_Work order:_
Would you return the data below exactly as it stands, with every picture left out?

_Records for processing:_
[Start of section]

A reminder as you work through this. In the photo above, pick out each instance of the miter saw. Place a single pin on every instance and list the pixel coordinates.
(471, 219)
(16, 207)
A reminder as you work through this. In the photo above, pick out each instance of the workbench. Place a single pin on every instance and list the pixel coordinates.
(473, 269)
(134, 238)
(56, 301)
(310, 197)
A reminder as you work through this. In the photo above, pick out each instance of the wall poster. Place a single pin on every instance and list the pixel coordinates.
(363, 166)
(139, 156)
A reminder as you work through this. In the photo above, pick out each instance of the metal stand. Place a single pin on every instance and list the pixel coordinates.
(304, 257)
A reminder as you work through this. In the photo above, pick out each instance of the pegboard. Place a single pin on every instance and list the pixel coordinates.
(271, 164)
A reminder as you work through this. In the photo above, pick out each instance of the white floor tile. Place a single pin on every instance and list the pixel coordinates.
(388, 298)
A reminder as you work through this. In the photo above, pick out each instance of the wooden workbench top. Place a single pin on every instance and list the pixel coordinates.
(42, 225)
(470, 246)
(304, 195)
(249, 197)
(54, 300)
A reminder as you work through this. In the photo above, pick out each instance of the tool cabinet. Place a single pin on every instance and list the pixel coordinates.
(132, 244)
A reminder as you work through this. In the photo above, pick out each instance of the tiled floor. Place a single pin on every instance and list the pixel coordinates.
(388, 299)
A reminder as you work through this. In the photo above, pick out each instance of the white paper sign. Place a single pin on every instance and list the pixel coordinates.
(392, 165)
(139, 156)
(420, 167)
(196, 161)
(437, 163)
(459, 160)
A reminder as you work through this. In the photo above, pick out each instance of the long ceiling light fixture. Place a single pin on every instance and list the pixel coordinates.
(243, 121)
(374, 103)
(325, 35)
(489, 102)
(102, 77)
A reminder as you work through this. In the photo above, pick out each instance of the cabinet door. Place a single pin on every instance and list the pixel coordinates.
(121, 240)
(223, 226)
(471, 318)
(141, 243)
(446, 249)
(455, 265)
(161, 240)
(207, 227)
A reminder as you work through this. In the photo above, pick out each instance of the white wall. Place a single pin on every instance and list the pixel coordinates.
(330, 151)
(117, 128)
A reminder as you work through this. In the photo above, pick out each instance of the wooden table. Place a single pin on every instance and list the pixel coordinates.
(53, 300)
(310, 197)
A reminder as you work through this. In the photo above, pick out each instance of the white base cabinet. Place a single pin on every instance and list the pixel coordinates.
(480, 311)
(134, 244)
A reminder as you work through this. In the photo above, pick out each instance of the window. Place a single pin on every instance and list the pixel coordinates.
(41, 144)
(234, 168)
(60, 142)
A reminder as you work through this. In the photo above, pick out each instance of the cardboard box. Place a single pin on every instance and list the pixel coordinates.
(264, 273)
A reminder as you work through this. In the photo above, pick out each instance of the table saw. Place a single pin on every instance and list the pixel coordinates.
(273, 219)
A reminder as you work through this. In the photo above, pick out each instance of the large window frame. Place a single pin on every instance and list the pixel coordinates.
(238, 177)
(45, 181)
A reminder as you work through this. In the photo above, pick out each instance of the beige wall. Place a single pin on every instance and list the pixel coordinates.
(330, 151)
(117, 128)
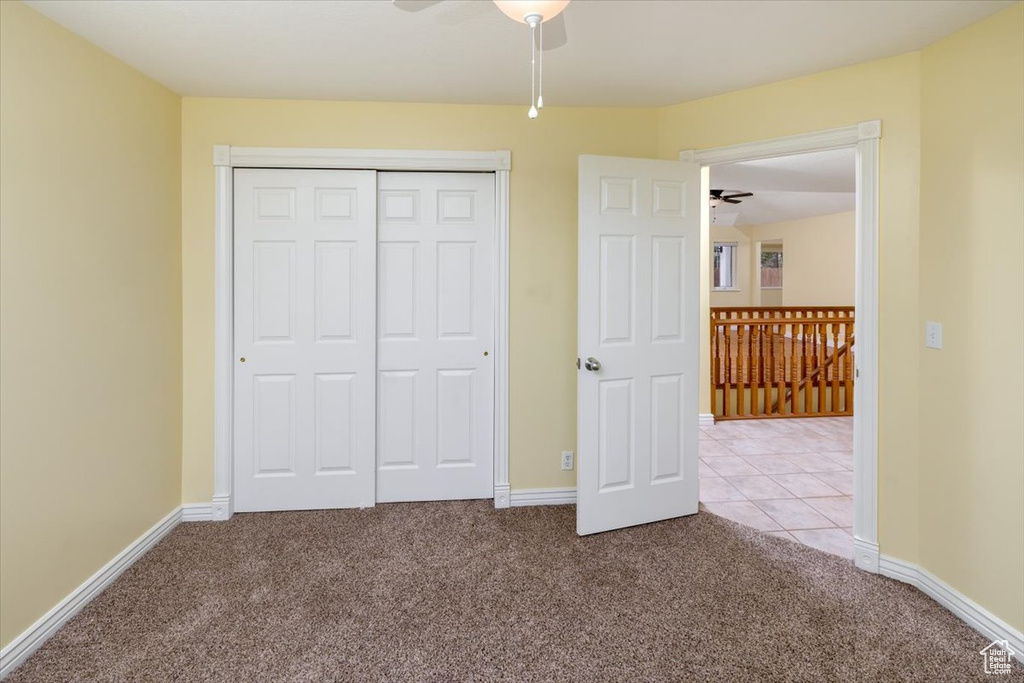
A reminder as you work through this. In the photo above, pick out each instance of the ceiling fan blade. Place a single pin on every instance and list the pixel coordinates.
(554, 33)
(461, 12)
(414, 5)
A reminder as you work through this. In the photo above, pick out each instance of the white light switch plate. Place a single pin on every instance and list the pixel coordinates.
(566, 460)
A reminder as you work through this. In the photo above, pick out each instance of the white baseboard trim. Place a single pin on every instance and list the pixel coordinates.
(865, 555)
(197, 512)
(527, 497)
(967, 609)
(222, 508)
(27, 643)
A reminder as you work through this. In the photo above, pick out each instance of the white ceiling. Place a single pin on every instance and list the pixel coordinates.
(620, 52)
(786, 187)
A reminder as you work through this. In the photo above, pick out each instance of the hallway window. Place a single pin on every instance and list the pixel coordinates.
(725, 265)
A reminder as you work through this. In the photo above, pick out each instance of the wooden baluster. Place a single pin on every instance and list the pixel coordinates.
(714, 366)
(822, 370)
(727, 357)
(779, 366)
(740, 375)
(795, 374)
(850, 374)
(834, 371)
(756, 370)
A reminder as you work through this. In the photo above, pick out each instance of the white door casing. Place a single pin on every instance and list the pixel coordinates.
(638, 317)
(305, 324)
(435, 336)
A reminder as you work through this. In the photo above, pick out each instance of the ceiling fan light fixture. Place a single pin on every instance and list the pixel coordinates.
(534, 13)
(518, 10)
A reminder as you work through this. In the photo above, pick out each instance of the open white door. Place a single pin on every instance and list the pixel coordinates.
(639, 329)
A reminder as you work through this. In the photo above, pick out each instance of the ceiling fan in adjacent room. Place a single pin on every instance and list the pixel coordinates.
(719, 197)
(535, 13)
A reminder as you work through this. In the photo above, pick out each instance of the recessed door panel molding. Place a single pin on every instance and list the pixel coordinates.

[End of section]

_Answer section:_
A reminder as you work through this. In the photo above, pick out each instance of the miter saw. Place a single pin on every instance and list the pixel coordinates.
(471, 219)
(16, 207)
A reminder as you work through this. In the photo above, pick out each instance of the workbench. Place a single pin on every instance and list the pixel coordinates.
(473, 269)
(134, 238)
(56, 301)
(310, 197)
A reminder as you work through this. In the photo above, pick out each instance of the wall poster. Place a single pin on every instance and list the pixel coordinates.
(363, 166)
(139, 156)
A reminder as you work through this. In the photo above, pick out each instance of the metal stand. Place a single pin on every instance and list the pixel coordinates.
(304, 257)
A reminder as you work through this. In the photo above, pick out each instance of the pegboard. Place a single pin on every instance and list the pixel coordinates.
(271, 164)
A reminder as you work through this. In the photo above, pick out each instance of the white floor tile. Place a single pin on every instance and list the pixel coordinates.
(388, 298)
A reminder as you work through this. In the photo above, pick out each instance of the wooden workbench top. Place a single pin on every instance and list the pixel coordinates.
(42, 225)
(470, 246)
(304, 195)
(249, 197)
(54, 300)
A reminder as you work through this. In the photo above, pick out each instance of the tool cabinet. Place a single pin on every instance and list the pixel coordinates.
(132, 244)
A reminder as you work through this. In the photo above, pick out each instance of the tiled floor. Place a single pin on every instance and list the pixel coordinates.
(388, 299)
A reminder as you work through this. In the photo above, pick out each instance of the white paper sign. Place a single pin on every instance and list the pixel coordinates.
(392, 165)
(139, 156)
(420, 167)
(196, 161)
(437, 163)
(459, 160)
A reminder as you work through this. In the photo above, pick out each instance of the long ceiling light fixture. Place a single pin on every instance and list the pixel coordinates.
(243, 121)
(374, 103)
(325, 35)
(489, 102)
(102, 77)
A reminder as you work through this. In the photo above, pick out each instance of the cabinet door. Place a single pin on every instance and list the pixel coordinates.
(121, 240)
(223, 226)
(471, 318)
(141, 243)
(446, 249)
(455, 265)
(161, 240)
(207, 227)
A reminder as you work through this. In the photo above, pick out each instance of the white wall. Place a single pin on every instance and list the pixel coordinates.
(330, 151)
(117, 128)
A reminder as you work through this. In the photo above, pick out each instance of the wooden table. Place a single pin on every instance and list the pixel coordinates.
(53, 300)
(310, 197)
A reminder as you work through this. In the photo above, pick out each instance of the white base cabinet. Place a single pin on every instance and list the pixel coordinates.
(480, 311)
(134, 244)
A reminder as you work through this. In the photo above, pick out each instance of the window. Place a single pin on every instance and list the pixel coordinates.
(41, 144)
(234, 168)
(60, 142)
A reminder as you work through this. In the photo above, pick out each instance of the cardboard box. Place a single pin on every instance and list the pixel coordinates.
(264, 273)
A reminder as you work through this. In the photo above, pick out each instance of the table saw. Place a single pin on every instance and list the pixel coordinates.
(273, 219)
A reminder as you work through this. In the photo above, pick out each instance of the large window frame. Place a single pin on every instance and list the pixel coordinates.
(238, 177)
(45, 181)
A reminder as you work through this. In the photo above, pick out each instance of the beige wall. Place a single pin on every instance and list the pixel coordinates.
(330, 151)
(117, 128)
A reminder as you work through this. In the photo above, pick out each instance of the ceiling fan blade. Place a single pin on every instance and list the pixel coordinates.
(554, 33)
(461, 12)
(414, 5)
A reminder as you work through this. In the photo above, pick out each instance of the white light switch plate. Place a single pin on every instance and list the pixel coordinates.
(566, 460)
A reminder as you work through this. In the photo above, pick out each instance of the white baseboard trim. Place a single pin on every instance and list the pixel coordinates.
(865, 555)
(197, 512)
(527, 497)
(967, 609)
(222, 508)
(27, 643)
A reminder as you work through this. In the photo above, pick out each instance of the white ceiling. Place a single pin on every instance and list the pixel coordinates.
(620, 52)
(786, 187)
A reminder as you work through this. In the photo above, pick out each instance of the hallway window. Place a single pin on every instance and list the pixel coordinates.
(725, 265)
A reminder as you work through this. In the photo above, pick out each instance of the wooden baluster. Place a single pin on every instance and list the pixel coordinates.
(714, 366)
(822, 370)
(727, 357)
(779, 366)
(740, 375)
(795, 374)
(850, 374)
(834, 371)
(756, 370)
A reminder as you work through this. In the photo above, pick out each instance of the white door casing. Place a single pin on every instance and list the pixel coordinates.
(638, 317)
(305, 324)
(435, 336)
A reminder as you work through this. In the photo above, pick out each instance of the ceiling fan light fixture. Place a single pin on every instance and list the pixel coordinates.
(534, 13)
(518, 10)
A reminder as you work through this. In the photo above, pick out each instance of the open white door. Place a single pin on every instance and list the pixel coordinates.
(639, 329)
A reminder as you work through this. In the photo above, pick out each instance of the ceiling fan in adjacent room. Place a single pin on every instance and list the pixel coordinates.
(719, 197)
(535, 13)
A reminder as you work through this. In the photo above, pick out each instance of the recessed door panel molding. Place a single pin on every instance and list the pixel coordinates.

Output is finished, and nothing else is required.